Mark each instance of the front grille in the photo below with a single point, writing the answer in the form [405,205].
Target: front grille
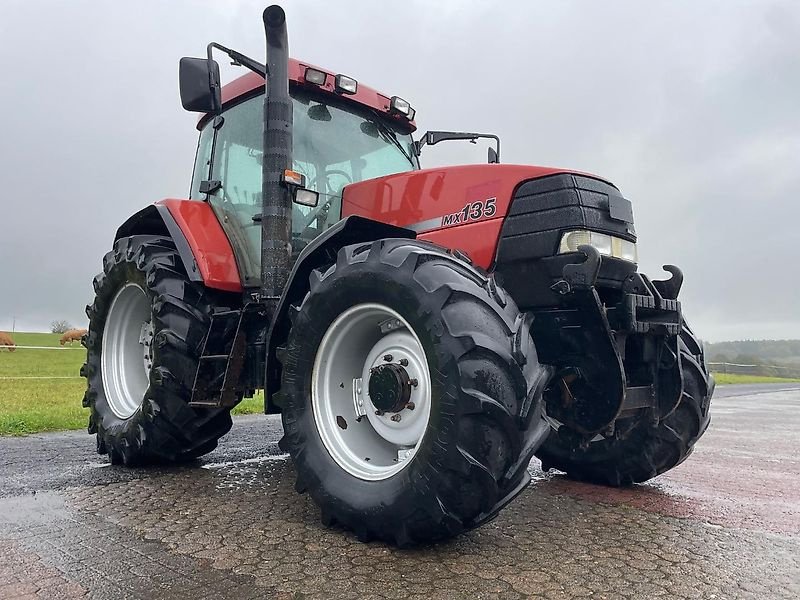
[541,210]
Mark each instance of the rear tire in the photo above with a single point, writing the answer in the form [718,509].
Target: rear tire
[485,389]
[647,450]
[138,397]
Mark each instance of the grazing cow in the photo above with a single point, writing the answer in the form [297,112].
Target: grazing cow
[73,335]
[6,340]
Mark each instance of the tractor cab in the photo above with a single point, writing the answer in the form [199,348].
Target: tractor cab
[338,139]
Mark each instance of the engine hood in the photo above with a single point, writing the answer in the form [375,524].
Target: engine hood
[433,199]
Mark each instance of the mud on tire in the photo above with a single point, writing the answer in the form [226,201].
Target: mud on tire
[648,450]
[486,389]
[163,428]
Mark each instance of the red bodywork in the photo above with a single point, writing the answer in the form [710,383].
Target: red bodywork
[210,246]
[418,199]
[427,201]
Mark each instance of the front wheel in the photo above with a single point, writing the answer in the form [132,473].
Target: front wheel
[646,450]
[411,393]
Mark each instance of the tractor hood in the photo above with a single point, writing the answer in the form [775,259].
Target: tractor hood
[447,205]
[432,199]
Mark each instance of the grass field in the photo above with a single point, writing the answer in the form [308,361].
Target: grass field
[52,403]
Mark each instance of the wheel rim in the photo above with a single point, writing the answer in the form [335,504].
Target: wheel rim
[127,354]
[366,441]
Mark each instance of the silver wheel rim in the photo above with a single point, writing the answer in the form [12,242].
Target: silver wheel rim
[127,354]
[366,443]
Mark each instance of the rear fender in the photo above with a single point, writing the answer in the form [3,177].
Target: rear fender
[200,240]
[319,253]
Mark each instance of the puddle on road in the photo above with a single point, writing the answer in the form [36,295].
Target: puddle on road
[34,509]
[246,518]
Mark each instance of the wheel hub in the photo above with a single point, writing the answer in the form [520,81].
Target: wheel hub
[371,429]
[389,388]
[127,352]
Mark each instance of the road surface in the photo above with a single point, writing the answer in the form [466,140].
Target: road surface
[725,524]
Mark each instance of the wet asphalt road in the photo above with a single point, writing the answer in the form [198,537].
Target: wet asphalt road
[725,524]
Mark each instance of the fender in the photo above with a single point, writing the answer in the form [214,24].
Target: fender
[320,252]
[200,240]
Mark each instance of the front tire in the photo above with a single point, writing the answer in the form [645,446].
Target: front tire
[396,311]
[647,450]
[147,325]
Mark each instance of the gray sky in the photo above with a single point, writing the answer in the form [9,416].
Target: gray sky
[691,108]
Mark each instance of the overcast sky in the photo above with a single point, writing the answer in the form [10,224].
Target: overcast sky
[691,108]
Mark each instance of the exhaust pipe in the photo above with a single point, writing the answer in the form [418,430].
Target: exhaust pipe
[276,201]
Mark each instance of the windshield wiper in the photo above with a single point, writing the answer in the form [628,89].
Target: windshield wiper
[239,59]
[390,136]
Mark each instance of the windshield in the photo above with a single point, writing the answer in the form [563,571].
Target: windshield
[333,145]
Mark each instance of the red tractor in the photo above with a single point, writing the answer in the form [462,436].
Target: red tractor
[422,332]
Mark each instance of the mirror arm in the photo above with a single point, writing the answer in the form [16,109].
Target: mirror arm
[431,138]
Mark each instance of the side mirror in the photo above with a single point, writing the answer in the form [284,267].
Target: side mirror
[200,85]
[434,137]
[305,197]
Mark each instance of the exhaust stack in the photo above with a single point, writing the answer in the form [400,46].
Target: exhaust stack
[276,207]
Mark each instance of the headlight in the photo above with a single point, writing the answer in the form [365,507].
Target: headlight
[608,245]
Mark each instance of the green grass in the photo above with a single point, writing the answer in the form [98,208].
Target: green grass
[731,378]
[36,405]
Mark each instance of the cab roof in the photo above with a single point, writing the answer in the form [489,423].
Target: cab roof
[251,83]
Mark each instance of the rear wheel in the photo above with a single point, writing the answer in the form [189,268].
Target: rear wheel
[146,329]
[411,393]
[645,450]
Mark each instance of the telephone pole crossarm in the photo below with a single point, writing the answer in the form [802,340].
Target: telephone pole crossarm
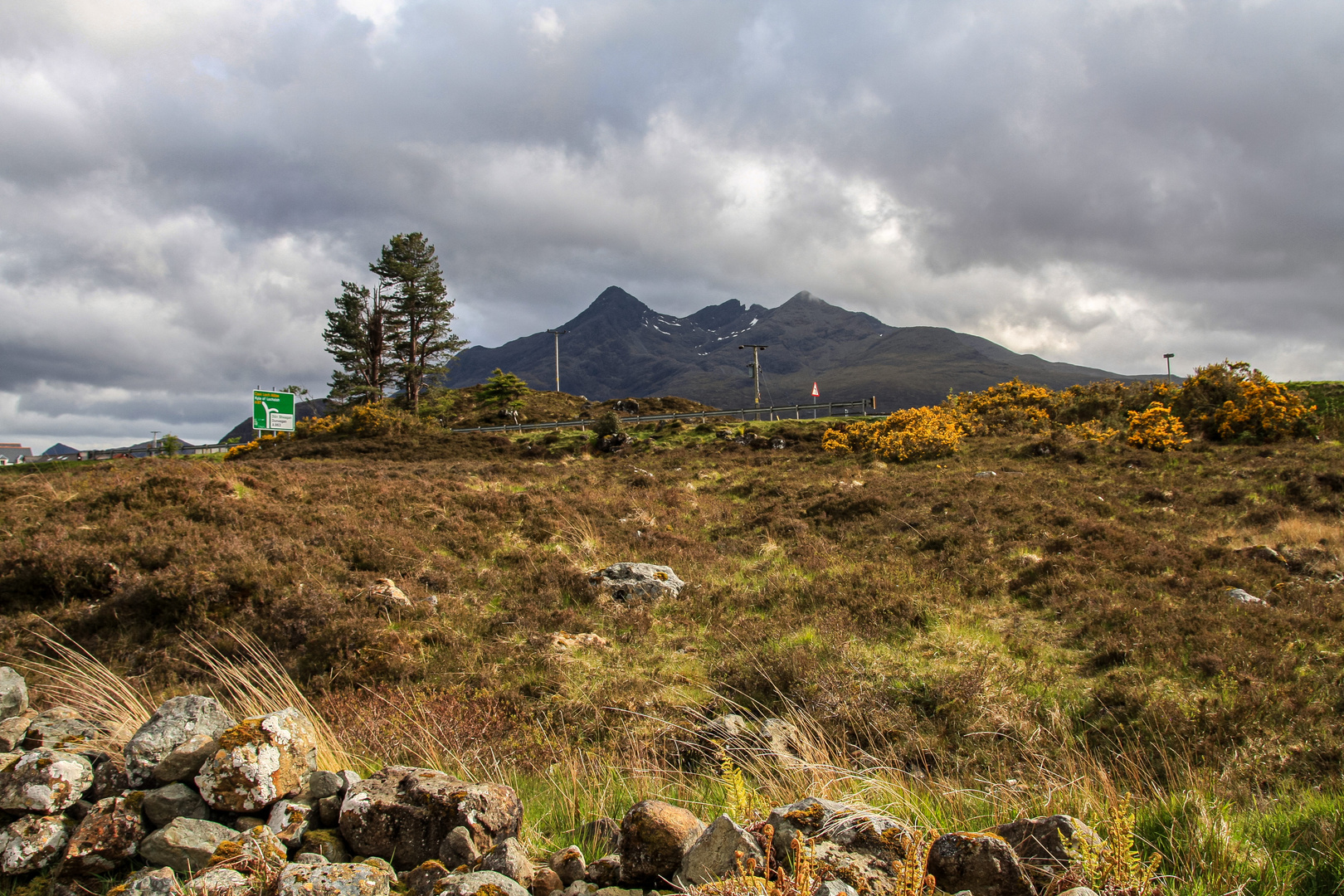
[558,334]
[756,368]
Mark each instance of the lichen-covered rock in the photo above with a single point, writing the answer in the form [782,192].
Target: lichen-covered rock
[425,879]
[485,883]
[655,837]
[1049,843]
[604,872]
[108,835]
[637,582]
[12,733]
[32,843]
[325,843]
[219,881]
[714,855]
[173,724]
[405,815]
[186,759]
[984,864]
[45,781]
[569,864]
[509,859]
[332,880]
[149,881]
[14,694]
[258,762]
[175,801]
[184,844]
[60,728]
[290,820]
[459,848]
[320,785]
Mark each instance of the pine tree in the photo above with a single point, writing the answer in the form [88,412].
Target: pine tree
[357,338]
[418,309]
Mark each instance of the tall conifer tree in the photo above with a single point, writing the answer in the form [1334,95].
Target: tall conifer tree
[420,312]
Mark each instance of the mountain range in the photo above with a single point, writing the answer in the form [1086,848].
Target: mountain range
[619,347]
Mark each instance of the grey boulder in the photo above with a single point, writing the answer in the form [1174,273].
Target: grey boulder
[149,881]
[14,694]
[714,855]
[301,879]
[175,723]
[45,781]
[173,801]
[637,582]
[184,844]
[32,843]
[983,864]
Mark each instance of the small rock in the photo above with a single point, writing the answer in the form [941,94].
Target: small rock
[149,881]
[425,879]
[1050,841]
[258,762]
[487,883]
[45,781]
[984,864]
[836,889]
[108,835]
[569,865]
[407,815]
[219,881]
[637,581]
[12,731]
[334,880]
[605,832]
[459,848]
[655,837]
[1244,597]
[184,844]
[173,801]
[290,821]
[32,843]
[546,881]
[319,785]
[110,779]
[56,728]
[387,592]
[714,855]
[14,694]
[509,859]
[325,843]
[186,759]
[173,724]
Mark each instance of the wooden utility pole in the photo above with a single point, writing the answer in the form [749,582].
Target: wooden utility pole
[558,334]
[756,367]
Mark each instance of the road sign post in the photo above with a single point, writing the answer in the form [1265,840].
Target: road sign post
[273,411]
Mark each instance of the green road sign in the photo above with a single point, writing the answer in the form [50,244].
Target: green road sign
[273,411]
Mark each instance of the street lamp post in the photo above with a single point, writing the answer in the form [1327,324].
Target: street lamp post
[558,334]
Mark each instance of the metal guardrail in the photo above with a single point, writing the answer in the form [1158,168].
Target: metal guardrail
[772,412]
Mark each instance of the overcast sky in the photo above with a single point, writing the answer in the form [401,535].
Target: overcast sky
[183,186]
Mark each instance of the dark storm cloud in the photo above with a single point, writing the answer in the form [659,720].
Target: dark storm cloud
[183,186]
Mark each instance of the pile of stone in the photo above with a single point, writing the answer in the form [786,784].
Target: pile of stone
[222,807]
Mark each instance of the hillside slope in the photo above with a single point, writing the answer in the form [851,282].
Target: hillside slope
[620,347]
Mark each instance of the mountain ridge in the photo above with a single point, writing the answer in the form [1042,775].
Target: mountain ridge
[620,347]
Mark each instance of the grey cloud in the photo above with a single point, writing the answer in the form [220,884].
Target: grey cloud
[182,188]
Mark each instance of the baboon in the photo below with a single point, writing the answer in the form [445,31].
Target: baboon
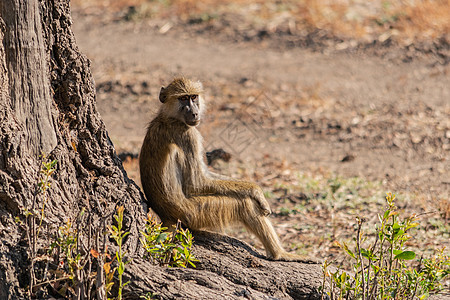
[178,184]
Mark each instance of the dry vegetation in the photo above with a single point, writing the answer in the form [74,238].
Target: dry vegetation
[317,204]
[405,22]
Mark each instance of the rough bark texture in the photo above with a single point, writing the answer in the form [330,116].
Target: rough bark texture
[47,105]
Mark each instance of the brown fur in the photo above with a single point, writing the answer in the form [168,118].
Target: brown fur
[178,185]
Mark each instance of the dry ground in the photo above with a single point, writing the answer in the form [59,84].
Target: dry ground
[326,120]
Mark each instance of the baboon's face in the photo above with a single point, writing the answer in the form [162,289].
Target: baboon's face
[189,106]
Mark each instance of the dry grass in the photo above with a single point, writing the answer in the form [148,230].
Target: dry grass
[404,21]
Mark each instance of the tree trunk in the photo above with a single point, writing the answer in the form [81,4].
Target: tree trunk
[47,106]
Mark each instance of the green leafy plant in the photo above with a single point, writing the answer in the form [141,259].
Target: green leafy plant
[47,169]
[383,269]
[118,234]
[168,248]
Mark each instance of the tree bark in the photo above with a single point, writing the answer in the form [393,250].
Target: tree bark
[47,106]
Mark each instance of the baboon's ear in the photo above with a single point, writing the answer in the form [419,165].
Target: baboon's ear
[163,95]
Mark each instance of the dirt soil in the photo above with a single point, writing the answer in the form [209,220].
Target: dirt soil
[295,119]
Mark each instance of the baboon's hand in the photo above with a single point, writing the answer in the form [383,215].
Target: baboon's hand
[263,205]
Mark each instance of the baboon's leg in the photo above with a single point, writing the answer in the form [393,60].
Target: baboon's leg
[263,229]
[212,212]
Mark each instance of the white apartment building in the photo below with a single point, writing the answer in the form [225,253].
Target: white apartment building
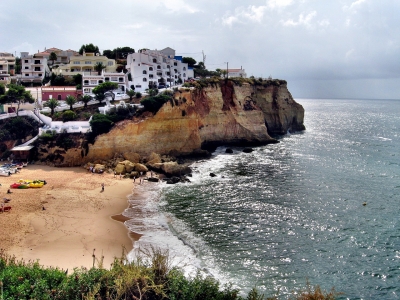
[63,56]
[237,73]
[90,81]
[34,68]
[149,68]
[7,67]
[85,64]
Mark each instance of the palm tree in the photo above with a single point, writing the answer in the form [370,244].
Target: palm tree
[131,94]
[99,67]
[70,100]
[85,100]
[52,104]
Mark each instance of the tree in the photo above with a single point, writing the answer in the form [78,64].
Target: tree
[53,57]
[85,100]
[89,48]
[200,66]
[2,89]
[18,94]
[52,104]
[190,61]
[131,94]
[77,78]
[70,100]
[99,67]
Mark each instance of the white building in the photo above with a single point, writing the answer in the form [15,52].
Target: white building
[86,64]
[151,68]
[34,68]
[90,81]
[237,73]
[7,67]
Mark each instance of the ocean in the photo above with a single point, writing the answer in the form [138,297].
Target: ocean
[320,206]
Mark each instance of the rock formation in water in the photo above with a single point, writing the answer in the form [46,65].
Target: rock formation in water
[226,113]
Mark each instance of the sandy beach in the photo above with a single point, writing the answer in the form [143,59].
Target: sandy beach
[77,217]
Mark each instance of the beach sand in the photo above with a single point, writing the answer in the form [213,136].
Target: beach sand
[77,217]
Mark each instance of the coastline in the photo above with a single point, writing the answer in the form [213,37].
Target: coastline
[76,219]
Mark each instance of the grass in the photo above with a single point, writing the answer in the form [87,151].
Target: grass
[149,276]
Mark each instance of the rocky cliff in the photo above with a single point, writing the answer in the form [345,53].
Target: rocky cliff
[200,118]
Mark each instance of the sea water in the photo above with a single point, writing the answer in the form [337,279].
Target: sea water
[322,205]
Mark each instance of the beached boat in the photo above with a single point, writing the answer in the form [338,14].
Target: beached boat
[30,181]
[36,184]
[19,186]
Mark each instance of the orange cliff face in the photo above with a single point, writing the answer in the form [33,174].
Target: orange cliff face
[199,119]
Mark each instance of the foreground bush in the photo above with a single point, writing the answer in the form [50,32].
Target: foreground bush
[149,277]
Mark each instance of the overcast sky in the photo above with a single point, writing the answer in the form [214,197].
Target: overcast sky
[323,48]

● WHAT NEEDS TO BE DONE: Look above for the line that holds "Mark each instance of the beached", then copy it and each line after it exactly, through the last line of the data.

● WRITTEN RESPONSE:
Mark each instance of the beached boat in the photo above with a single point, writing the answer in the form [338,14].
Target: beached boat
[30,181]
[36,184]
[19,186]
Mark each instance of the orange cliff face in the photo above with a single point, writing the answer in the form [33,174].
Target: orange cliff face
[199,119]
Mark each instance of the foreground bush in the photo above with a single point, writing the answer in the form [50,32].
Target: foreground bush
[149,277]
Mark each instance of the overcast sky in the photo above with a single point, writing the answer in the form [214,197].
Target: overcast sky
[323,48]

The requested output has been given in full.